Exercise directions:
Reproduce the records below, swapping each "rowboat" for "dinghy" and leaving everything else unchanged. Omit the pictures.

◆ ◆ ◆

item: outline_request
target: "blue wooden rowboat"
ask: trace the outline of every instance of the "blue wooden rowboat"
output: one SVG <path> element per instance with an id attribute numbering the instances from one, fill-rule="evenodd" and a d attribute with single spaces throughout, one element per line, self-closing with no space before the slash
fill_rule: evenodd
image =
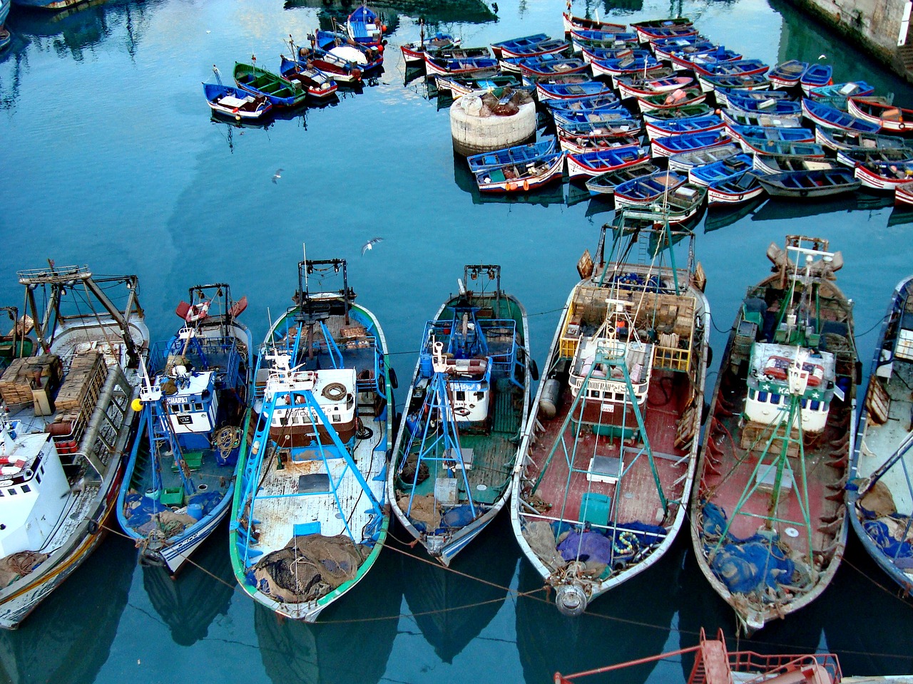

◆ ◆ ◆

Completed task:
item: outline_request
target: "blue wooden dinghy"
ask: trace the outline of every instance of the "blue wooden dinghy"
output: one SVG <path> element per instance with an id attribute numbering the instances from one, fill-rule="evenodd" and a d attribute with single spaces throughout, one element per line, self-closing with no space before the slash
fill_rule: evenodd
image =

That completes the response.